### OBJECTIVE:
Reproduce the material below verbatim, line for line, omitting the images from your output.

### Dataset excerpt:
***

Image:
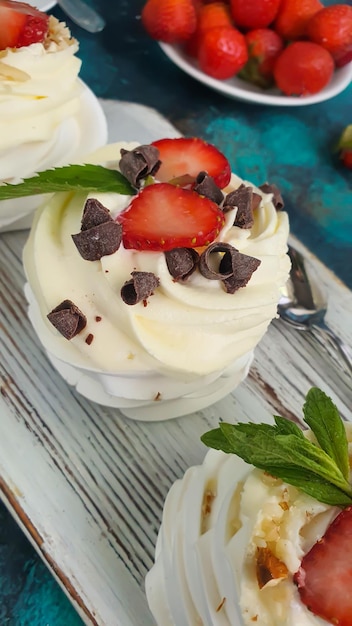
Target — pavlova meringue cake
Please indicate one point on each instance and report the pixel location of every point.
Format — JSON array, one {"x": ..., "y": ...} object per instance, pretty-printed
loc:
[
  {"x": 152, "y": 299},
  {"x": 239, "y": 547},
  {"x": 48, "y": 117}
]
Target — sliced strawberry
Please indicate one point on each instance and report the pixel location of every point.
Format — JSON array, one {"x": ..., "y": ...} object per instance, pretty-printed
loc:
[
  {"x": 21, "y": 24},
  {"x": 164, "y": 216},
  {"x": 324, "y": 579},
  {"x": 186, "y": 157}
]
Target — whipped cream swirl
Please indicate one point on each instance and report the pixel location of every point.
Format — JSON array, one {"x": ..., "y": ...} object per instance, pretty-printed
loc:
[
  {"x": 214, "y": 519},
  {"x": 186, "y": 329}
]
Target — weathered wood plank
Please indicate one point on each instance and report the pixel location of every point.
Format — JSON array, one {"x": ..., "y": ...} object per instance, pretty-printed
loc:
[{"x": 87, "y": 484}]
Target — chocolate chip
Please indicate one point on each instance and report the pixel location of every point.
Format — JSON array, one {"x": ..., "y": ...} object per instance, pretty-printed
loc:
[
  {"x": 67, "y": 319},
  {"x": 277, "y": 197},
  {"x": 242, "y": 198},
  {"x": 207, "y": 261},
  {"x": 94, "y": 213},
  {"x": 243, "y": 267},
  {"x": 235, "y": 269},
  {"x": 256, "y": 200},
  {"x": 181, "y": 262},
  {"x": 99, "y": 240},
  {"x": 139, "y": 288},
  {"x": 139, "y": 163},
  {"x": 206, "y": 186}
]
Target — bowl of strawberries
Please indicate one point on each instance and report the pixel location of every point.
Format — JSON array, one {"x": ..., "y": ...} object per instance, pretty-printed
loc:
[{"x": 275, "y": 52}]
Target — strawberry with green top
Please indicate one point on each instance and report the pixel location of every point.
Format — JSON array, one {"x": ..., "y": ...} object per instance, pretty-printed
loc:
[
  {"x": 320, "y": 468},
  {"x": 21, "y": 25},
  {"x": 163, "y": 216},
  {"x": 264, "y": 47}
]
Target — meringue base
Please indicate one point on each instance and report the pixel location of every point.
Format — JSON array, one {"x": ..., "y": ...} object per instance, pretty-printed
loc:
[
  {"x": 148, "y": 395},
  {"x": 105, "y": 389}
]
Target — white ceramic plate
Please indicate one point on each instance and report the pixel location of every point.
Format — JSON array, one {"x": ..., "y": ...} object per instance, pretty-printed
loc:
[
  {"x": 42, "y": 5},
  {"x": 241, "y": 90}
]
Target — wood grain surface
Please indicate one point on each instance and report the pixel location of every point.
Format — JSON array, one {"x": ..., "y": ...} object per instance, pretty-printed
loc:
[{"x": 86, "y": 484}]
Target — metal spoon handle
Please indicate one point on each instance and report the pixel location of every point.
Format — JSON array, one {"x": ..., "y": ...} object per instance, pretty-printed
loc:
[
  {"x": 83, "y": 15},
  {"x": 344, "y": 351}
]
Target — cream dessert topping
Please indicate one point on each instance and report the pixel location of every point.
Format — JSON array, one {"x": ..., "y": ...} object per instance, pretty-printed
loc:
[
  {"x": 39, "y": 92},
  {"x": 231, "y": 543},
  {"x": 185, "y": 328}
]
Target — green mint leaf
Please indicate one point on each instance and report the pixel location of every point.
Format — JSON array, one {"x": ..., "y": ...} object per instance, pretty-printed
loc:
[
  {"x": 323, "y": 418},
  {"x": 286, "y": 427},
  {"x": 217, "y": 440},
  {"x": 312, "y": 485},
  {"x": 88, "y": 178},
  {"x": 283, "y": 451}
]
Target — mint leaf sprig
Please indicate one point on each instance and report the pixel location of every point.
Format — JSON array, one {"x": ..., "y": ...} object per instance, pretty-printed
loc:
[
  {"x": 319, "y": 469},
  {"x": 90, "y": 178}
]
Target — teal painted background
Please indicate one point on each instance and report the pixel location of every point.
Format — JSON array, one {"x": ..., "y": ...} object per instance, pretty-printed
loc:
[{"x": 289, "y": 146}]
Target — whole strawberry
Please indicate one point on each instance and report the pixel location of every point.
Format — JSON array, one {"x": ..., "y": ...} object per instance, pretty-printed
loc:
[
  {"x": 303, "y": 68},
  {"x": 209, "y": 15},
  {"x": 169, "y": 20},
  {"x": 293, "y": 17},
  {"x": 21, "y": 25},
  {"x": 264, "y": 46},
  {"x": 250, "y": 14},
  {"x": 324, "y": 579},
  {"x": 222, "y": 52},
  {"x": 332, "y": 28}
]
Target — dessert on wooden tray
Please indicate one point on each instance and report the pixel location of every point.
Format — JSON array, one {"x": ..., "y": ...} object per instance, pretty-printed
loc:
[
  {"x": 269, "y": 546},
  {"x": 150, "y": 289},
  {"x": 48, "y": 117}
]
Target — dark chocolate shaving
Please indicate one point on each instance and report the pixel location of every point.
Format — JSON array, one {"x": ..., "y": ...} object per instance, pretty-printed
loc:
[
  {"x": 242, "y": 198},
  {"x": 139, "y": 163},
  {"x": 206, "y": 186},
  {"x": 277, "y": 197},
  {"x": 99, "y": 240},
  {"x": 210, "y": 266},
  {"x": 67, "y": 319},
  {"x": 256, "y": 200},
  {"x": 181, "y": 262},
  {"x": 94, "y": 214},
  {"x": 139, "y": 288},
  {"x": 242, "y": 266},
  {"x": 234, "y": 270}
]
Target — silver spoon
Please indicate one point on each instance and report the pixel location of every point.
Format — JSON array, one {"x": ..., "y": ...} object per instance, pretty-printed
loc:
[
  {"x": 83, "y": 15},
  {"x": 303, "y": 306}
]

***

### RESULT FOR THIS EXERCISE:
Image:
Target — pavlova meringue cake
Please indicate one point on each instance and report the pixel location of every point.
Format — JSON array, one {"x": ..., "y": ...} object per instance, pretty-printed
loc:
[
  {"x": 152, "y": 299},
  {"x": 239, "y": 547},
  {"x": 48, "y": 117}
]
Target — sliced strawberry
Please indicate one point on each instance and report the pixel location of every point.
Format — JSON array, one {"x": ..., "y": ...} object per instance, pretty-printed
loc:
[
  {"x": 21, "y": 24},
  {"x": 164, "y": 216},
  {"x": 324, "y": 579},
  {"x": 186, "y": 157}
]
Target — whipped cream swirl
Please indicate one point on each instance and report the pixel location of every point.
Format — JSON array, one {"x": ..., "y": ...} object per instance, pretty-printed
loc:
[
  {"x": 214, "y": 519},
  {"x": 186, "y": 329}
]
Target — weathered wood plank
Please indicate one point on each instance and report the pixel location of every point.
Format — JSON array, one {"x": ..., "y": ...} object per instance, pretty-printed
loc:
[{"x": 87, "y": 484}]
Target — chocolate chip
Please indicate one point on each instance and report the pixel location of every point.
Format — JSON array, one {"x": ..., "y": ...} object per instance, pretty-printed
loc:
[
  {"x": 67, "y": 319},
  {"x": 277, "y": 197},
  {"x": 242, "y": 198},
  {"x": 207, "y": 261},
  {"x": 94, "y": 213},
  {"x": 243, "y": 267},
  {"x": 235, "y": 269},
  {"x": 256, "y": 200},
  {"x": 181, "y": 262},
  {"x": 99, "y": 240},
  {"x": 139, "y": 288},
  {"x": 139, "y": 163},
  {"x": 206, "y": 186}
]
Target — bowl of strawberries
Please indicate one point on each instance and report the pixel location of every point.
Format — JSON array, one {"x": ..., "y": ...} object per instance, pretty-printed
loc:
[{"x": 275, "y": 52}]
Target — strawberry with green top
Please indicate one point on each instance and report the pixel location of every point.
Format — JSON array, one {"x": ..., "y": ...} object per instance, pretty-printed
loc:
[
  {"x": 320, "y": 468},
  {"x": 21, "y": 25},
  {"x": 163, "y": 216},
  {"x": 264, "y": 47}
]
Target — meringue base
Please indicate one point on each instance and report the pixel location of every point.
Format — JSON array, one {"x": ..., "y": ...} object per instance, pretty-printed
loc:
[
  {"x": 148, "y": 395},
  {"x": 105, "y": 389}
]
Target — white ceramic plate
Please indicate one point on each instance and report the pixel location of every point.
Format — JSON array, one {"x": ..., "y": ...} object per instance, pretty-printed
loc:
[
  {"x": 42, "y": 5},
  {"x": 241, "y": 90}
]
Target — wood grain surface
Please indicate one point on each instance and report the pixel location of every point.
Format — JSON array, one {"x": ..., "y": ...} object per instance, pretty-printed
loc:
[{"x": 86, "y": 484}]
Target — metal spoon handle
Please indicate one point on each instance and report the pixel location of every point.
Format — JSON array, one {"x": ..., "y": ...} object per instance, pretty-printed
loc:
[
  {"x": 83, "y": 15},
  {"x": 344, "y": 351}
]
Target — cream dessert topping
Please indicate one point on each instance and report the pixel location of every point.
Format — JSON array, one {"x": ..., "y": ...} object per instance, pretty-printed
loc:
[
  {"x": 39, "y": 92},
  {"x": 231, "y": 543},
  {"x": 185, "y": 328}
]
Target — green mint leaf
Please indicate one point on each instance and report the pixel location of every point.
Format — JSON array, one {"x": ..., "y": ...} object per instance, pretty-printed
loc:
[
  {"x": 323, "y": 418},
  {"x": 286, "y": 427},
  {"x": 217, "y": 440},
  {"x": 312, "y": 485},
  {"x": 88, "y": 178},
  {"x": 283, "y": 451}
]
Target — mint leaf sprig
Please indicate one point on each instance and report the pixel location of every point.
Format — JSON array, one {"x": ..., "y": ...} object per instance, pretty-printed
loc:
[
  {"x": 319, "y": 469},
  {"x": 90, "y": 178}
]
Target — teal painted background
Please indicate one point on each instance and report the pixel location of every point.
Format — JSON array, one {"x": ..., "y": ...} object per instance, pretty-printed
loc:
[{"x": 289, "y": 146}]
Target — whole strawberry
Please indicate one point on each instance and report the pixel location of every point.
Format — JSON array, one {"x": ..., "y": ...} object per instance, pretty-printed
loc:
[
  {"x": 303, "y": 68},
  {"x": 209, "y": 15},
  {"x": 169, "y": 20},
  {"x": 293, "y": 17},
  {"x": 21, "y": 25},
  {"x": 264, "y": 46},
  {"x": 250, "y": 14},
  {"x": 324, "y": 579},
  {"x": 222, "y": 52},
  {"x": 332, "y": 28}
]
Target — dessert on wooden tray
Please indicate one point on each instance and report the pixel location of every point.
Format — JSON array, one {"x": ..., "y": ...} object per instance, pretty-printed
loc:
[
  {"x": 269, "y": 546},
  {"x": 150, "y": 289},
  {"x": 48, "y": 117}
]
Target — dark chocolate shaving
Please indicate one point on each instance and report the pixel location of every point.
Format — JSON array, one {"x": ..., "y": ...} object per instance, pretty-printed
loc:
[
  {"x": 242, "y": 198},
  {"x": 139, "y": 163},
  {"x": 206, "y": 186},
  {"x": 277, "y": 197},
  {"x": 99, "y": 240},
  {"x": 210, "y": 266},
  {"x": 67, "y": 319},
  {"x": 256, "y": 200},
  {"x": 181, "y": 262},
  {"x": 94, "y": 214},
  {"x": 139, "y": 288},
  {"x": 242, "y": 266},
  {"x": 234, "y": 270}
]
Target — silver spoon
Please indicate one point on each instance and report the pixel location of every point.
Format — JSON array, one {"x": ..., "y": ...} object per instance, pretty-printed
loc:
[
  {"x": 83, "y": 15},
  {"x": 303, "y": 306}
]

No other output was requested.